» SOURCE TEXT:
Uni-MoE-TTS: Text to Speech model for Uni-MoE 2.0
Uni-MoE-TTS-1.2BA0.7B is the audio output module of the Uni-MoE 2.0 version. It adopts a multi-layer Transformers architecture with mixture of experts(from text tokens to audio tokens) and an innovative context-aware & long-audio chunking synthesis mechanism, enabling high-quality long-audio synthesis. Currently, it supports three distinct timbres and two languages (Chinese and English), while the function of text-controlled speech style is still in the experimental stage.
Installation
The following instructions are for Linux installation.
1. Clone github repository and navigate to the UniMoE Audio folder
git clone https://github.com/HITsz-TMG/Uni-MoE/tree/master/Uni_MoE_TTS
cd Uni_MoE_TTS
2. Set up environment
We recommend using conda to install the environment.

» STORED RECORDS:
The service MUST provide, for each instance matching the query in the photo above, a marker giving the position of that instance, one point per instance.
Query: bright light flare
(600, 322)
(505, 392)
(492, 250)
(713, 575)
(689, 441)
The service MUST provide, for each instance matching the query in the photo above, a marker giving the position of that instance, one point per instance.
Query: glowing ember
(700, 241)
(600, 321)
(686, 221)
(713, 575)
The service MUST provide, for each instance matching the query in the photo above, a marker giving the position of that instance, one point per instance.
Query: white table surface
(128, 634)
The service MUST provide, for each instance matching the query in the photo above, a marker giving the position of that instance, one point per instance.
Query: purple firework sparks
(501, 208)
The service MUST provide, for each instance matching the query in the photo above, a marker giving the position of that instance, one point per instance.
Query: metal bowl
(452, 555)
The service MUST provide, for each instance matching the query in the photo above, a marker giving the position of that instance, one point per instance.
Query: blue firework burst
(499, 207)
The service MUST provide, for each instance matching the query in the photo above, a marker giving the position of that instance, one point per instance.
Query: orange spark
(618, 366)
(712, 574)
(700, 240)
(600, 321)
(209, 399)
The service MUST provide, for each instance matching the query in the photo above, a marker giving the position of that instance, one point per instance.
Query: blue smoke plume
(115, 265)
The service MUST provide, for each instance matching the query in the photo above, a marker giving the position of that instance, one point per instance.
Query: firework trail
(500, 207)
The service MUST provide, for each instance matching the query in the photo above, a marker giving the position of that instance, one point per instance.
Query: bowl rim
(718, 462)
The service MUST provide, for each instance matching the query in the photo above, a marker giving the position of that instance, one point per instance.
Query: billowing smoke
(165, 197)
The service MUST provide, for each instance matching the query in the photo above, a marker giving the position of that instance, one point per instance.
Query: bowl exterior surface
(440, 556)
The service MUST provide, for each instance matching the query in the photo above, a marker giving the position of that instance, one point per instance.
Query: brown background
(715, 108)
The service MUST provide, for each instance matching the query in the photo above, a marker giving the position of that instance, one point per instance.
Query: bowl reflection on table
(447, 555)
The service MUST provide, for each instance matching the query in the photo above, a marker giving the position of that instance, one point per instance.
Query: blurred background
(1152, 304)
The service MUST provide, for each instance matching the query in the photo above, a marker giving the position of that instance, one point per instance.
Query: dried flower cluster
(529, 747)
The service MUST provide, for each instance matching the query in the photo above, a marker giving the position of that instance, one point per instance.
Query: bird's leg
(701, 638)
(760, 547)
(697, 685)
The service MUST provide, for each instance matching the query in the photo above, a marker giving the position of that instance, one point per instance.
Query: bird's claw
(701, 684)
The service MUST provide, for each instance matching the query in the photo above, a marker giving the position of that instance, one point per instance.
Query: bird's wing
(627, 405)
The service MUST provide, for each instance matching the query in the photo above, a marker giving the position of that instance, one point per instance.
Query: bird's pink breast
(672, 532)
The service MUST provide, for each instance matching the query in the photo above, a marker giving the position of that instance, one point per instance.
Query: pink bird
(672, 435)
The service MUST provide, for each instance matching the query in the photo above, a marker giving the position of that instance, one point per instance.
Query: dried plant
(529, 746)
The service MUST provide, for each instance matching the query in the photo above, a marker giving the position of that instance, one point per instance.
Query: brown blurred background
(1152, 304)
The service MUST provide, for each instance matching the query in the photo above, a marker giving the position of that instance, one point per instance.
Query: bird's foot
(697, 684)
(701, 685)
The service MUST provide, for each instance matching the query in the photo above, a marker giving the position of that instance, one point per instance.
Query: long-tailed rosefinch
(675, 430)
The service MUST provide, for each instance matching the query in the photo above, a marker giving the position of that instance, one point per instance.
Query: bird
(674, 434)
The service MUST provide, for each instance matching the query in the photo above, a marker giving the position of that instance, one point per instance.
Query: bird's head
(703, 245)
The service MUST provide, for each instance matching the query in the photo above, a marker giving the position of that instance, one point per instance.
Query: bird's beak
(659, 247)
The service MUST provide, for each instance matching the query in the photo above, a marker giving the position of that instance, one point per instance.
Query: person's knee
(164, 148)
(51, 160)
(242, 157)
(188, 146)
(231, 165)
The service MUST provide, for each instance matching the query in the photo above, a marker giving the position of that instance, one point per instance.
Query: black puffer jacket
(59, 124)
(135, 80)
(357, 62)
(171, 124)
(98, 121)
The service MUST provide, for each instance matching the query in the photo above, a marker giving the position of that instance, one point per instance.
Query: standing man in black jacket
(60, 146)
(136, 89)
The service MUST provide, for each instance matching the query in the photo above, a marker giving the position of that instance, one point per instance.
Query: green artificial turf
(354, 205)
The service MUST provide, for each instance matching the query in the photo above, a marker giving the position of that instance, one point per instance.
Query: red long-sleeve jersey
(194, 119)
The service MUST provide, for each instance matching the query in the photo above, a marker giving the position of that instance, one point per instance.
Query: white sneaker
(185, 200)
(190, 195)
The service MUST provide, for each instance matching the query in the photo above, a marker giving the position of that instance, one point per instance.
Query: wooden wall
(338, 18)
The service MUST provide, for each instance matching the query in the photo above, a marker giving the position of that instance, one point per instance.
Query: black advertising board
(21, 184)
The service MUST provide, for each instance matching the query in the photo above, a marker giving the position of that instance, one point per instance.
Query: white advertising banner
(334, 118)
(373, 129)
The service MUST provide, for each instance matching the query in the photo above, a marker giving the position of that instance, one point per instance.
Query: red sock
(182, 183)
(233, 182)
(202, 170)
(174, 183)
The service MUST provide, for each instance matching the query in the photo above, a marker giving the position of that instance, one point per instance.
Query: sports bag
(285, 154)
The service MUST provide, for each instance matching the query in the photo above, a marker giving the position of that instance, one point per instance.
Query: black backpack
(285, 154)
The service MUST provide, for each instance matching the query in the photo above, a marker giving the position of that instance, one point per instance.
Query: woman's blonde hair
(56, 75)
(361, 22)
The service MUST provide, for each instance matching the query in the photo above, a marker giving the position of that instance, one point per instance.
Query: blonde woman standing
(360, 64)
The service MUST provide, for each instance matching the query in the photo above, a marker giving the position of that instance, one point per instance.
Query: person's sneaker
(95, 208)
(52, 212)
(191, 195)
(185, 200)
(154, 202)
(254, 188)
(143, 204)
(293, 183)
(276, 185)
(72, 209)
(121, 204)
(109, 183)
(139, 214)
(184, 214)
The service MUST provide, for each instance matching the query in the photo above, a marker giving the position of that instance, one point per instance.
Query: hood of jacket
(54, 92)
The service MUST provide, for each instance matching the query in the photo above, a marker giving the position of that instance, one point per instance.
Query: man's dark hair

» TASKS FOR THIS EXERCISE:
[1] From the Uni-MoE-TTS page, list every architectural element or mechanism that the module is said to adopt.
[2] According to the Uni-MoE-TTS page, what enables the module to perform high-quality long-audio synthesis?

» SOLUTIONS:
[1]
- A multi-layer Transformers architecture
- Mixture of experts (from text tokens to audio tokens)
- A context-aware and long-audio chunking synthesis mechanism

[2] The page credits two design choices. The first is a multi-layer Transformers architecture with mixture of experts that maps text tokens to audio tokens. The second is a context-aware and long-audio chunking synthesis mechanism.